### Input rows:

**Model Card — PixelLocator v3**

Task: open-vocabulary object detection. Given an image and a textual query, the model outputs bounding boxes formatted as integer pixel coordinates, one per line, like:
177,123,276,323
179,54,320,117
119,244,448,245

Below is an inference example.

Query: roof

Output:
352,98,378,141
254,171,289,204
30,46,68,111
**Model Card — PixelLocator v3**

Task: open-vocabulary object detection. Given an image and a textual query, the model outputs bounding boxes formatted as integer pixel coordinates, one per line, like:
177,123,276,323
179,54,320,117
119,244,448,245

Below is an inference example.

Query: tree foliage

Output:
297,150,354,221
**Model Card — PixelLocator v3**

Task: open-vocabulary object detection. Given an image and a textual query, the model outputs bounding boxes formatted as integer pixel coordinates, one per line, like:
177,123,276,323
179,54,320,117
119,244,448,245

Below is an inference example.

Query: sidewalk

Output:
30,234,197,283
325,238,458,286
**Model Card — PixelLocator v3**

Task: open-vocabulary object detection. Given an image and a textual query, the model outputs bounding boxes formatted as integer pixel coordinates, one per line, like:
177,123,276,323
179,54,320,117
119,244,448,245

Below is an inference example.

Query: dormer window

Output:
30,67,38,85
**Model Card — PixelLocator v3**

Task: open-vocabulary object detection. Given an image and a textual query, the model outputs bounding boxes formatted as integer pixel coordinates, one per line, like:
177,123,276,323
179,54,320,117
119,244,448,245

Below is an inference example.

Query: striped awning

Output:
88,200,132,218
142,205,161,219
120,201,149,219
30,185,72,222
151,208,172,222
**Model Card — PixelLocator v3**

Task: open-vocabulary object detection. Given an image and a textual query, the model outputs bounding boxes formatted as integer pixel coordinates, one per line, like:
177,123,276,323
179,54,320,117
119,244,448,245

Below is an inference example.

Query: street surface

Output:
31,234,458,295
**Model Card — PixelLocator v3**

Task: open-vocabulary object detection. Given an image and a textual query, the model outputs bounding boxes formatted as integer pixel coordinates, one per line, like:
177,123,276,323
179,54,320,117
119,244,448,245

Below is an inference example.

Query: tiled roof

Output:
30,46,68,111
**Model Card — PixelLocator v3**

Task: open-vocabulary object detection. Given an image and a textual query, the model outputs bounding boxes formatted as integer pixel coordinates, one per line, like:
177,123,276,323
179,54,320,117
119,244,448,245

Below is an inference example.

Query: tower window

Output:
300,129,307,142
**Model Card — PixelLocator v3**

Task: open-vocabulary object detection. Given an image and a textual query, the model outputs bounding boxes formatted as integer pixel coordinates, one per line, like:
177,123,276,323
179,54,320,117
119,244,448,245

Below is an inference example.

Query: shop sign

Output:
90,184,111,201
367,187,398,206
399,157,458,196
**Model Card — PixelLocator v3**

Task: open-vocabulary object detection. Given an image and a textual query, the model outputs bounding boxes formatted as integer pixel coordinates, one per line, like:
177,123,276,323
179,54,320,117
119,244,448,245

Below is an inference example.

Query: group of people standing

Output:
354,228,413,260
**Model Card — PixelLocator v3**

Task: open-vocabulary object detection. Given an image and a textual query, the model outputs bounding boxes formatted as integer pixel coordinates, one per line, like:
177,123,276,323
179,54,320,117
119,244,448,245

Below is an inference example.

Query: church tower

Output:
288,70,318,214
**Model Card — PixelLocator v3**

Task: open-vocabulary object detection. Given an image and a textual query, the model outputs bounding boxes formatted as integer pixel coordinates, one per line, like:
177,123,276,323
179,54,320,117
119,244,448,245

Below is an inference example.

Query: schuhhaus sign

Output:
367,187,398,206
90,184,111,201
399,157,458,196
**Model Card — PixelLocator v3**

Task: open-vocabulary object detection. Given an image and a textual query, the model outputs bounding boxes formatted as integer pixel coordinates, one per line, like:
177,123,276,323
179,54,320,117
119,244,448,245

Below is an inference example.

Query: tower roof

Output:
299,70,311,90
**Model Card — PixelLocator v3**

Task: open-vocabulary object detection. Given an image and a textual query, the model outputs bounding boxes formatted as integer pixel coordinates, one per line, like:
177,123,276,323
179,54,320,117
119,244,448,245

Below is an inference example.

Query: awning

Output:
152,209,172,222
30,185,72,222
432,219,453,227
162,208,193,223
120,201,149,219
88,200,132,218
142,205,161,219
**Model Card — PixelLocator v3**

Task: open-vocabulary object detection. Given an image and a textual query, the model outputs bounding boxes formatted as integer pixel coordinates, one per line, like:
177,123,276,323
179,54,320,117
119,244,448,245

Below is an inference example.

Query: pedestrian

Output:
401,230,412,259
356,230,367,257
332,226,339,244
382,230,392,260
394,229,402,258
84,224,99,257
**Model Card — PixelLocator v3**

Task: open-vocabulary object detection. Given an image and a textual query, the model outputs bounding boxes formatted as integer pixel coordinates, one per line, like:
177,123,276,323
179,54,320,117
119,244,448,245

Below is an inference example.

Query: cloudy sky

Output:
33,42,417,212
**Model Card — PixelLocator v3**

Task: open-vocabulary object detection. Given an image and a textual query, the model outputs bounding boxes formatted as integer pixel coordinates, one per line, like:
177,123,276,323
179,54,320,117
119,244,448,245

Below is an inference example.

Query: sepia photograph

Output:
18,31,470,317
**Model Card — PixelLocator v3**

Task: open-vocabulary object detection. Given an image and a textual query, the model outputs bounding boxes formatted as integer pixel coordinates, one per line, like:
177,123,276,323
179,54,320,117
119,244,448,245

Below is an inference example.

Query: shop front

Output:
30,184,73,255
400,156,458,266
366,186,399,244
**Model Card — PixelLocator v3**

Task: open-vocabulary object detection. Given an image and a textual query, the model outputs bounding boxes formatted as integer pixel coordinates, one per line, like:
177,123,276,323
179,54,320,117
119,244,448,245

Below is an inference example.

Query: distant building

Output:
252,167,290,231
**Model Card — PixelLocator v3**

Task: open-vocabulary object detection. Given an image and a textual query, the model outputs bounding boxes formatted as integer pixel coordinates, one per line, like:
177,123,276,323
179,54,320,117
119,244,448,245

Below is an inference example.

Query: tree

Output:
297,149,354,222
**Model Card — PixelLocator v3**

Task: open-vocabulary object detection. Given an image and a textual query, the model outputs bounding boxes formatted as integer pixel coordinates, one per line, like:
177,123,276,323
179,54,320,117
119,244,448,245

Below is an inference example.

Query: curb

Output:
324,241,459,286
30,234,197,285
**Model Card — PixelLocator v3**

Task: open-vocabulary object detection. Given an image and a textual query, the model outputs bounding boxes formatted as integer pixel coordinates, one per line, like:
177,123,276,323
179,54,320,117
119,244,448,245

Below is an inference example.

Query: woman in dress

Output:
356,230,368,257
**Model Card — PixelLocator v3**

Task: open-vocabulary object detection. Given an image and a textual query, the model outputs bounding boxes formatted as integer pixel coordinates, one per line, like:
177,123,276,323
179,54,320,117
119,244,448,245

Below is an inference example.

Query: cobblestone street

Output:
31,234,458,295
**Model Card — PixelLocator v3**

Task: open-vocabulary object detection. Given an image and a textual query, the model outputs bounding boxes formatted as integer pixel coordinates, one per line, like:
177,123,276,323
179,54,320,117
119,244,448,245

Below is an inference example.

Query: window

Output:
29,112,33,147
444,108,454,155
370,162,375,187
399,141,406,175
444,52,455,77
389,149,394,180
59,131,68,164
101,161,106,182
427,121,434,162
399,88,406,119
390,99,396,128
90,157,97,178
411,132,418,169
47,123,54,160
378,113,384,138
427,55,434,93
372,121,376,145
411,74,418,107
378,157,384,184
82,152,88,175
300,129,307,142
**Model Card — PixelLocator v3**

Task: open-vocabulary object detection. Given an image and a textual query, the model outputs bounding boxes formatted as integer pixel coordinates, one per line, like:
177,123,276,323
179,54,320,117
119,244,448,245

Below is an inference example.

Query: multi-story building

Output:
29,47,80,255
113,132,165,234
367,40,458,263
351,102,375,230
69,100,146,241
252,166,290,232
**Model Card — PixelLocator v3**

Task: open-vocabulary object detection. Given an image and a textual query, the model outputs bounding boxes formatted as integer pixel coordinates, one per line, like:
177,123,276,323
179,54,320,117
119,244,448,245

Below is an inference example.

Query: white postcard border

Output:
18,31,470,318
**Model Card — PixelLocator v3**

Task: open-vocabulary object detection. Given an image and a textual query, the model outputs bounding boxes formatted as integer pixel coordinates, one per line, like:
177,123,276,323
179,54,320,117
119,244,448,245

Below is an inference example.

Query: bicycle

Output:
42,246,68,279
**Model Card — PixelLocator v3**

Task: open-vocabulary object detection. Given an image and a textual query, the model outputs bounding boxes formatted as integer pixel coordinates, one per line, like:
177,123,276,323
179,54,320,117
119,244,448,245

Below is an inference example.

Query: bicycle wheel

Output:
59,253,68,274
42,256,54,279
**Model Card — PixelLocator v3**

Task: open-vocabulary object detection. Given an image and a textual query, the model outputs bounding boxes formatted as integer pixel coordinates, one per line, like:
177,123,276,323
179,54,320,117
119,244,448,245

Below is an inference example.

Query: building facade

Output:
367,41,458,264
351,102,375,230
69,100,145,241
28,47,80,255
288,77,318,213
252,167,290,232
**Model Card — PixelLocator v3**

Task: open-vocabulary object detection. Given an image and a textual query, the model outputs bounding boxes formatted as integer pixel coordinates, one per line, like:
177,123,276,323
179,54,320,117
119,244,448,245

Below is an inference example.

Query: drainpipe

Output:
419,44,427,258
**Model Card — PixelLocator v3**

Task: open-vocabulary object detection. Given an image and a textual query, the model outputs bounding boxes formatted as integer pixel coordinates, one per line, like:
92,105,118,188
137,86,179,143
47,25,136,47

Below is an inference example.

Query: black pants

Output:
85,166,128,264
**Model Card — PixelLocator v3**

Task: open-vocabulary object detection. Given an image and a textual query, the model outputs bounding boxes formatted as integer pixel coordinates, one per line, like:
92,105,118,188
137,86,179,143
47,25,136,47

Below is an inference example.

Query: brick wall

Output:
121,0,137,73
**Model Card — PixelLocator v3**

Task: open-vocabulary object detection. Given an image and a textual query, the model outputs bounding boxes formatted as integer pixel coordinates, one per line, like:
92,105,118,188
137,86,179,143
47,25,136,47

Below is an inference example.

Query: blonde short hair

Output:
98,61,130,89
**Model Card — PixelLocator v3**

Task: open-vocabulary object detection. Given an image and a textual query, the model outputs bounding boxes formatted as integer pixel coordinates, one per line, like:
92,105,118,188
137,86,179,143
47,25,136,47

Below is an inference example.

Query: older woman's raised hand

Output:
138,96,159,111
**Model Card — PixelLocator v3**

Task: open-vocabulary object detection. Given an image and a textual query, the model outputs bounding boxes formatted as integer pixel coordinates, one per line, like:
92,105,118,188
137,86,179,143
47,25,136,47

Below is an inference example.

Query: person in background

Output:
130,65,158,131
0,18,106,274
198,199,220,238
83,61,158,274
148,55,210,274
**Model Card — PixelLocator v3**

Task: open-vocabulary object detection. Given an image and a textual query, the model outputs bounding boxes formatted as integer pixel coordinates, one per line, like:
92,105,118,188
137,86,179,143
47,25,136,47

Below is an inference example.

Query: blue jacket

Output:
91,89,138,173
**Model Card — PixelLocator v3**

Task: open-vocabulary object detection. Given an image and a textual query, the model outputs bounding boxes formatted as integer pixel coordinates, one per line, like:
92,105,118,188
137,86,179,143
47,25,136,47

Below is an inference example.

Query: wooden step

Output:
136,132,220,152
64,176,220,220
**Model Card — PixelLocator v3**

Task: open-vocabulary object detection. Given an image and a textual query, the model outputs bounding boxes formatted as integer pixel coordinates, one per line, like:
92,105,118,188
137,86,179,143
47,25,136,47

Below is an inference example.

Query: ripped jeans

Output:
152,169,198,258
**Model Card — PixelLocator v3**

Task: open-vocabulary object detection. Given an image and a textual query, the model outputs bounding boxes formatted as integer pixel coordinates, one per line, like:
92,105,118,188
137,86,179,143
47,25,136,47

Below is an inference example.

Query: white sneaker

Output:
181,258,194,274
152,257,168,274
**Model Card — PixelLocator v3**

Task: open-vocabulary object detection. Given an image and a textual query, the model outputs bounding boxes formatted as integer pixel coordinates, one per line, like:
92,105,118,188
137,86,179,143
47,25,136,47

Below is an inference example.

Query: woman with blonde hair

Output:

### To be done:
Express the records as a JSON list of strings with one string per line, omitting blank lines. Begin at the first line of the records and stop after the line that contains "151,208,172,222".

### Exercise response:
[
  "**Model Card — PixelLocator v3**",
  "Task: open-vocabulary object detection. Given an image and a textual query, the model outputs bounding boxes formatted as integer pixel coordinates, one per line, like:",
  "177,123,276,323",
  "179,54,320,117",
  "119,244,448,245",
  "Below is an inference example.",
  "Query: roof",
  "Output:",
  "352,98,378,141",
  "254,171,289,204",
  "30,46,68,111",
  "**Model Card — PixelLocator v3**",
  "Task: open-vocabulary object detection. Given an image and a textual query, the model outputs bounding boxes formatted as integer pixel coordinates, one per line, like:",
  "177,123,276,323",
  "179,54,320,117",
  "119,244,448,245",
  "Below is an inference example.",
  "Query: tree foliage",
  "Output:",
  "297,150,354,221",
  "**Model Card — PixelLocator v3**",
  "Task: open-vocabulary object detection. Given an image and a textual query, the model outputs bounding boxes formatted as integer pixel coordinates, one per line, like:",
  "177,123,276,323",
  "179,54,320,117",
  "119,244,448,245",
  "Below is an inference example.",
  "Query: sidewalk",
  "Output:",
  "30,234,197,283",
  "325,238,458,286",
  "**Model Card — PixelLocator v3**",
  "Task: open-vocabulary object detection. Given an image and a textual query, the model outputs bounding boxes formatted as integer pixel coordinates, one per line, like:",
  "177,123,276,323",
  "179,54,320,117",
  "119,244,448,245",
  "Below is an inference example.",
  "Query: dormer window",
  "Output:",
  "30,67,38,85",
  "**Model Card — PixelLocator v3**",
  "Task: open-vocabulary object detection. Given an image and a textual query, the model outputs bounding boxes formatted as integer pixel coordinates, one per line, like:",
  "177,123,276,323",
  "179,54,320,117",
  "119,244,448,245",
  "Below is an inference example.",
  "Query: striped awning",
  "Output:",
  "88,200,132,218",
  "142,205,161,219",
  "120,201,149,219",
  "30,185,72,222",
  "151,208,172,222"
]